- _WHAT YOU SHOULD DO_
Would you quote the material below in full and unchanged?

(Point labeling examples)
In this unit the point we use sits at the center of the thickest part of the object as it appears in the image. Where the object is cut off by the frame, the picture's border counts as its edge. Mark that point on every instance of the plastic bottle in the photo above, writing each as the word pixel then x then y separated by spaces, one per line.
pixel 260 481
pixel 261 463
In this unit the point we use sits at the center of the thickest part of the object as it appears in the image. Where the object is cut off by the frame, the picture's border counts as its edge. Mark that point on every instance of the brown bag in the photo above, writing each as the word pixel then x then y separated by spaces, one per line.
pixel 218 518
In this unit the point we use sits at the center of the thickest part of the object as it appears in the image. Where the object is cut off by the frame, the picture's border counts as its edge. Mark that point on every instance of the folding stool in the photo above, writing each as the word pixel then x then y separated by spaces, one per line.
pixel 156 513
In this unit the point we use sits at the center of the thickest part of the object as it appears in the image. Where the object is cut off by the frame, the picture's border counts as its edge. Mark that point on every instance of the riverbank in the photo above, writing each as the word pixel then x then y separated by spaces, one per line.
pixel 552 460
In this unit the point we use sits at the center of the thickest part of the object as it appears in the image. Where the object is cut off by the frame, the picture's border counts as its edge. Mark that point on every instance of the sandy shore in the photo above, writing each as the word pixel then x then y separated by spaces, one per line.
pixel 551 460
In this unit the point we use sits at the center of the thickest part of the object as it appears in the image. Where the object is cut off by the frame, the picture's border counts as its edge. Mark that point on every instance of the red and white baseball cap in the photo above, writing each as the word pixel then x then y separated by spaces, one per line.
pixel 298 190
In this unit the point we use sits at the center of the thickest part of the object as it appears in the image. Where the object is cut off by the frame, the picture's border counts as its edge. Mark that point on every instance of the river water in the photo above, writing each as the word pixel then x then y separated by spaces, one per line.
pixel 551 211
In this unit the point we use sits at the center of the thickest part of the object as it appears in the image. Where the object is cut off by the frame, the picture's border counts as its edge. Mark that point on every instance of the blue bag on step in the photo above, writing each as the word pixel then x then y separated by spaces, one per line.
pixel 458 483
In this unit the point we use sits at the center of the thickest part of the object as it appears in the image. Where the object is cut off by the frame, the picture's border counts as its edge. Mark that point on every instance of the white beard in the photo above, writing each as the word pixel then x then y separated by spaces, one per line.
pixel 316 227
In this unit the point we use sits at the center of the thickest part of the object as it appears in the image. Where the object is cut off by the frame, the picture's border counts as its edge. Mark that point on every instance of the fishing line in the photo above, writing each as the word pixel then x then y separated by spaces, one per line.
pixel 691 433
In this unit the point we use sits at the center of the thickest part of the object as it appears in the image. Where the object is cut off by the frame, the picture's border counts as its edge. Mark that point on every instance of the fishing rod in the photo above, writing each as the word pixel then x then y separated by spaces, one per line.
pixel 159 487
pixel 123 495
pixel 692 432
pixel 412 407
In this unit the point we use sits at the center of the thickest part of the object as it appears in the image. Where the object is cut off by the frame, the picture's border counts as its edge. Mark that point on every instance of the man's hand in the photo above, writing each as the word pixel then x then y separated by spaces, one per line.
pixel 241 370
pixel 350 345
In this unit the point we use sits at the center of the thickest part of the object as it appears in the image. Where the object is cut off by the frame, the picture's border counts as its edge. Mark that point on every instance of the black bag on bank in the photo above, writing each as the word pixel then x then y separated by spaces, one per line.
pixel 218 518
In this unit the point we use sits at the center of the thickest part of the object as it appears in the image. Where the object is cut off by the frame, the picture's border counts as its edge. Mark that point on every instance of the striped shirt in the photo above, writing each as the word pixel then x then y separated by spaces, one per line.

- _EXERCISE OUTPUT_
In this unit the point we use sits at the center of the thickest part of the object as it appears in the image. Where the object is cut off by the frame, the picture's border counts as its edge. Mark that point on every instance of the plastic bottle in the photo above, writing each as the word pixel then x then y separated by spaces, one per line.
pixel 260 481
pixel 261 463
In this unit the point we use sits at the center of the thickest part of the object as it appears in the image. Where the object is cut off by the frame, the picture's border counts as its edge. Mark that point on every instance of the brown bag in the photo above, writing each as the word pixel then x then y separated by spaces, one per line.
pixel 218 518
In this unit the point we use sits at the center of the thickest part of the object as it appears in the image. Where the object is cut off by the frame, the picture's border counts as its edge. Mark that point on every instance of the folding stool in the photo above, writing each as the word pixel then x then y separated by spaces, one per line.
pixel 156 513
In this unit the point we use sits at the center of the thickest part of the object as it appears in the image. Where the object is cut off by the frame, the picture's border counts as its edge. Mark that point on every instance of the riverbank in the photo above, writing each as the word pixel then x then y separated by spaces, one per line.
pixel 552 460
In this unit the point we use sits at the center of the thickest part of the object as it appears in the image. Where the object is cut off by the frame, the picture's border counts as its edge. Mark that point on every instance of the sandy shore in the photo above, writing each as the word pixel then x then y separated by spaces, one per line.
pixel 551 460
In this unit the point we use sits at the center of the thickest part of the object as it appears in the image. Where the object is cut off by the frame, the picture's border counts as its edge. Mark that point on every instance of the red and white baseball cap in the photo above, writing each as the word pixel then x then y separated by spaces, one per line.
pixel 298 190
In this unit the point we use sits at the center of the thickest part of the object as it appears in the image. Where the object is cut off by the frame, the picture's border counts as its edge. Mark that point on every instance of the river water in the photo above, writing each as the word pixel then x then y separated by spaces, one per line.
pixel 551 211
In this unit the point we use sits at the center of the thickest part of the object as it appears in the image. Where the object is cut off by the frame, the picture's border counts as its edge. Mark that point on every instance of the blue bag on step in the photo above, writing each as the word pixel then x then y separated by spaces, one per line.
pixel 458 483
In this unit the point we use sits at the center of the thickest part of the object as it appears in the image. Where the object is cut off by the frame, the picture's border counts as its edge. Mark that point on every instance of the white beard in the photo above, writing each as the word pixel then x then y separated by spaces, one per line.
pixel 316 227
In this unit the point we use sits at the center of the thickest part of the object as it appears in the image. Where the object is cut off by the frame, the picture's border counts as its edge. Mark that point on every instance of the fishing line in the photo above, writing each as the word pixel then x then y separated by spaces, one per line.
pixel 691 433
In this unit the point we use sits at the center of the thickest part of the object as it appears in the image. Where the object is cut off by the frame, the picture's border counts as its edge. Mark that point on every instance of the fishing rod in the photo above, writing each as the word pixel then x then y separated by spaces, one per line.
pixel 159 487
pixel 123 495
pixel 692 432
pixel 412 407
In this unit the point we use sits at the center of the thickest part of the object as it appears in the image. Where the object is cut off by the frame, the picture's border counts as its edge. Mark that point on every instance of the man's hand in the photo above, writing each as the word pixel then x then y separated by spaces, one per line.
pixel 241 370
pixel 350 345
In this unit the point we use sits at the center of the thickest part of the object as it appears in the image. Where the object is cut off by the frame, the picture's border counts as its edge. Mark that point on every instance of the black bag on bank in the photo above, writing each as the word pixel then x then y separated by spaces, one per line.
pixel 218 518
In this unit the point we use sits at the center of the thickest part of the object as it appears in the image. Where the object is cut off by the frame, the picture's border counts as its edge. Mark that point on every instance of the striped shirt in the photo above, writing each as the word pixel then x then y separated by spaces, one per line.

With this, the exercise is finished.